#### [EXERCISE DESCRIPTION]
The expected output is every entry that follows, reproduced exactly.

-*-*-

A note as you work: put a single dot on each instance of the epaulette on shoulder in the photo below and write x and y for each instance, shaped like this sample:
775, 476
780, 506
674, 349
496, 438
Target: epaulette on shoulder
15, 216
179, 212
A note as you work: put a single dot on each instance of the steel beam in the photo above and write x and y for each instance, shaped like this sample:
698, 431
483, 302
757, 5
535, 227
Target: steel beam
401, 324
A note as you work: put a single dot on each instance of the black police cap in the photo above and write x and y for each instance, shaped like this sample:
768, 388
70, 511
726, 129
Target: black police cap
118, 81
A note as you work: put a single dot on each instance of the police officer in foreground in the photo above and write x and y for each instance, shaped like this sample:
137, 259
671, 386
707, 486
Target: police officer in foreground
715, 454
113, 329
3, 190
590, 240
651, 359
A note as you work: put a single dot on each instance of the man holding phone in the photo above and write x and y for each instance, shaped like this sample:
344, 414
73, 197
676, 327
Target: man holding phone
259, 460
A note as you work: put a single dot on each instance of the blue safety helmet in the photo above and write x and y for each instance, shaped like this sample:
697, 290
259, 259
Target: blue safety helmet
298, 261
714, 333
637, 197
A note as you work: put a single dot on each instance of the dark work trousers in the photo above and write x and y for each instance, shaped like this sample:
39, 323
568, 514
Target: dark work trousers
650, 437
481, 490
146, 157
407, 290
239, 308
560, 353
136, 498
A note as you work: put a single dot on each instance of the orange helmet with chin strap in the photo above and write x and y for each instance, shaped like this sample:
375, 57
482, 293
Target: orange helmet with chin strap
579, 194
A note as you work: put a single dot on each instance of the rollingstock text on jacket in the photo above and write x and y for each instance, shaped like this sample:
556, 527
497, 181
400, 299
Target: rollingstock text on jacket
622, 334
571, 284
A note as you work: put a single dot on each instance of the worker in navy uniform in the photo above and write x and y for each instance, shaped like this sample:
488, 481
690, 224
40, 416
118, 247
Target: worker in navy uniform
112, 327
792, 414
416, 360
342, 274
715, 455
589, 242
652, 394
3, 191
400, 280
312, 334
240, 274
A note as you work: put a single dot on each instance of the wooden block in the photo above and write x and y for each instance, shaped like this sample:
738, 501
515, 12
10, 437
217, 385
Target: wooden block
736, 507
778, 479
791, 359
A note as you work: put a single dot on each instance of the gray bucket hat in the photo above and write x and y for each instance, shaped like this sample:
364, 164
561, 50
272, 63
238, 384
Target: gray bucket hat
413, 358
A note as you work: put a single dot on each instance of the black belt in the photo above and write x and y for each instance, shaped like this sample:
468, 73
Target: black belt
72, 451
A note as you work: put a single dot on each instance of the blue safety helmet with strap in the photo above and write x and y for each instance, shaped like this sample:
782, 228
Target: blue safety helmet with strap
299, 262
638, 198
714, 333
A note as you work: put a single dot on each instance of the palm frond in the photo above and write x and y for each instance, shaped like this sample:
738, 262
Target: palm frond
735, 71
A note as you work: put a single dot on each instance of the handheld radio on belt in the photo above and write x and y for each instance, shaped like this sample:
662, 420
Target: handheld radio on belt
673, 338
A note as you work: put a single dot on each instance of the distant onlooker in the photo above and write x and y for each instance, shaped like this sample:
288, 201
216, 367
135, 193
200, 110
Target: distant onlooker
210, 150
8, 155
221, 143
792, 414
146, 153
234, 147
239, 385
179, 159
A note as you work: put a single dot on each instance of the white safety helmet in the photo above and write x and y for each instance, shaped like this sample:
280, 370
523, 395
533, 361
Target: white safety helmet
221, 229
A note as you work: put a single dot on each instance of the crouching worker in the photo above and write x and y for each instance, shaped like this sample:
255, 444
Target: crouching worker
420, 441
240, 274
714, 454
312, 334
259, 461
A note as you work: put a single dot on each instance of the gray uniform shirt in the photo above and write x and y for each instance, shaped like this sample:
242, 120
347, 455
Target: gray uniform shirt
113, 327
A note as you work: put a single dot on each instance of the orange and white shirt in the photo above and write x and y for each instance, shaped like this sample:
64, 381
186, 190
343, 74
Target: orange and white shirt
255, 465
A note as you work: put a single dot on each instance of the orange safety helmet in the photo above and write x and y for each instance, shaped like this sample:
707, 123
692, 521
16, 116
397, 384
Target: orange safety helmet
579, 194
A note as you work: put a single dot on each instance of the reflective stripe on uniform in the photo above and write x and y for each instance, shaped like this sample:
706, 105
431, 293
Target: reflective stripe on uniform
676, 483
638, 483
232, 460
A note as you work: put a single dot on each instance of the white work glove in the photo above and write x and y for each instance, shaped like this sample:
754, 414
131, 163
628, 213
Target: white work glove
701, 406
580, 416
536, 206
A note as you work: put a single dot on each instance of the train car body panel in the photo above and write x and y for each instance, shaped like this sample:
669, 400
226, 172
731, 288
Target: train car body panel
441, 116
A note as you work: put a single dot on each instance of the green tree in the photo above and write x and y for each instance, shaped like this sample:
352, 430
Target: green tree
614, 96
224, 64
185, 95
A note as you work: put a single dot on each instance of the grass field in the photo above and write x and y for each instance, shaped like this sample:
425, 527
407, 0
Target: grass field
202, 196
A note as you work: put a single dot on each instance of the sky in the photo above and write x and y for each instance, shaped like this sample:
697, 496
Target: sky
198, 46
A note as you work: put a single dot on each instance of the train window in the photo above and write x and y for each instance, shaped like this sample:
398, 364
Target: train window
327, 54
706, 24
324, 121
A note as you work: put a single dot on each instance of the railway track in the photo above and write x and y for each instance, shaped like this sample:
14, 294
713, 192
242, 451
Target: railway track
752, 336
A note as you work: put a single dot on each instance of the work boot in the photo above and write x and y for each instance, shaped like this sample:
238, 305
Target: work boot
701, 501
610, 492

-*-*-

#### [EXERCISE OUTPUT]
A note as you work: put a single dot on each instance of the epaulette on shoulder in the photo below and write x and y for each instance, shaped like this sample:
775, 476
780, 506
674, 349
496, 438
Target: epaulette on shoulder
15, 216
179, 212
A note as you work: put a single dot on each instance of the steel beam in the photo above and write x and y for each instance, shaped like this sample:
698, 431
483, 302
757, 5
535, 227
Target: steel beam
401, 324
A note as you work: put a single dot on each instance of the black police cap in the photo above and write x and y for each instance, shaped like this sample:
768, 388
70, 511
726, 129
Target: black police cap
118, 81
A note as you work: put a single dot on each instance of the police officer in foreground in the photo above and write x and y for each instance, shaped like this sample:
137, 259
671, 386
707, 486
Target: police officer in foreground
715, 454
113, 329
3, 190
590, 240
651, 359
A note as you work: put a single dot on each instance of the man holding phone in the photo above and write x and y for each instance, shaped like this sample:
344, 414
73, 197
676, 327
Target: man holding phone
259, 460
A note as you work: put a single dot on each instance of the blue safety helmet in the photo above and write x and y for each instance, shaped like this sample:
697, 290
259, 259
Target: blue safety helmet
298, 261
714, 333
637, 197
A note as you work: put a single dot on each instance of the dark work trousers in the photo above and write x and y for each instance, shaped like this sample:
39, 323
568, 514
Target: dark work trousers
650, 437
481, 490
146, 157
407, 290
239, 308
560, 353
136, 498
A note as you work: put a single dot on each instance of the orange helmet with chin strap in the photo above and write x and y for each instance, shaped like this sample:
375, 57
482, 293
Target: orange helmet with chin strap
579, 194
A note as you work: put a single dot on each instance of the rollingstock text on jacket in the photo above and write x and y for each instance, shaped like this sample:
556, 527
497, 181
400, 299
Target: rollingstock text on jacket
622, 334
571, 284
A note as you work: put a single dot on each instance of the worker in navy uniform in the photo above and write x and y for each instance, shaped like this sample:
488, 481
690, 224
40, 416
118, 247
Target: worker in navy uniform
112, 327
792, 414
416, 360
342, 274
715, 455
589, 242
652, 394
3, 191
400, 280
312, 334
240, 274
A note as you work: put a single dot on each instance of the wooden block in the photo above and write x and y for each instance, shaped like this sample:
738, 501
515, 12
10, 437
217, 385
Target: wooden block
736, 507
778, 479
791, 359
A note as you work: put a single dot on each instance of the gray bucket hat in the photo above and write x and y for each instance, shaped like this sample:
364, 164
561, 50
272, 63
238, 384
Target: gray bucket hat
413, 358
A note as you work: put a single dot on each instance of the black belt in the photo above and write x and y for each instance, shaped like this sample:
468, 73
Target: black belt
72, 451
A note as you work: put a single dot on each instance of the blue safety helmet with strap in the photo above and write x and y for each instance, shaped like this sample:
782, 228
Target: blue safety helmet with strap
299, 262
638, 198
714, 333
A note as you work: put a single dot on each instance of the palm frond in the photo above and write x and y for each instance, shaped like this sample:
738, 262
Target: palm frond
735, 71
A note as you work: put a single dot on each instance of the handheld radio on belt in the photo above and write x and y for each instance, shaped like this sample:
662, 420
Target: handheld radio on belt
673, 338
A note as you work: put a single dot on each instance of the distant onlooker in the photo above and write x and y for each instance, shaped like this sample:
288, 201
216, 367
135, 193
200, 110
Target: distant onlooker
210, 150
8, 155
221, 143
792, 414
146, 153
234, 147
239, 385
179, 159
A note as you work: put a single dot on each instance of the white safety helmet in the photo above and write x and y for each instance, shaped like this sample:
280, 370
523, 395
533, 361
Target: white safety helmet
221, 229
A note as you work: put a single dot on each instance of the crouching worker in the photo above and write x and y for each instance, shaped like this sample:
255, 444
Target: crouching worker
420, 441
240, 274
714, 454
312, 334
259, 461
A note as you work: put a single dot on each instance of the gray uniform shirt in the photo above and write x and y for each instance, shaped like this sample:
242, 120
347, 455
Target: gray uniform shirt
113, 327
A note as you work: put a single dot on each instance of the orange and white shirt in the photo above and write x and y for each instance, shaped like this sample:
64, 381
186, 190
343, 74
Target: orange and white shirt
255, 465
A note as you work: put a single dot on each instance of the orange safety helmet in the photo above and write x and y for each instance, shaped like this sample:
707, 123
692, 521
16, 116
397, 384
Target: orange safety helmet
579, 194
A note as you work: put a single dot on each instance of the reflective stripe on uniform in the photo above and write x and y for each instance, shaped like this sample:
706, 105
431, 293
Target: reflective stripe on uniform
676, 483
638, 483
232, 460
A note as you work: put a single dot on each instance of the white work glove in the photo above and write x and y for each instance, shaped like this sample:
754, 414
131, 163
628, 213
Target: white work glove
701, 406
580, 416
536, 206
A note as you work: put a single dot on each instance of the train car body panel in the photo above and write x and y for each instance, shaped like this sample:
669, 400
226, 172
731, 288
Target: train car body panel
441, 116
A note as you work: put a single dot on each instance of the green tree in the photo above and write x and y for each instance, shaped like this sample:
352, 430
Target: green tree
614, 96
224, 64
185, 95
A note as you work: put a single dot on each instance of the grass field in the photo above and write x and y for each instance, shaped like this sample:
425, 527
407, 0
Target: grass field
202, 196
A note as you work: put a single dot on each instance of the sky in the photo above and write x and y for each instance, shaped like this sample:
697, 496
Target: sky
198, 46
A note as you work: put a single dot on each instance of the train window in the photo above and write x and y for each instance, shaped like this sample:
398, 364
Target: train window
327, 54
706, 24
324, 121
A note as you work: put a single dot on each instance of the railway track in the photo above and write x and y for each instance, shaped like this sample:
14, 294
713, 192
242, 451
Target: railway track
752, 336
A note as you work: put a single dot on each instance of the work boot in the photo above and write x and y for each instance, shaped like this sample:
238, 305
Target: work boot
701, 501
610, 492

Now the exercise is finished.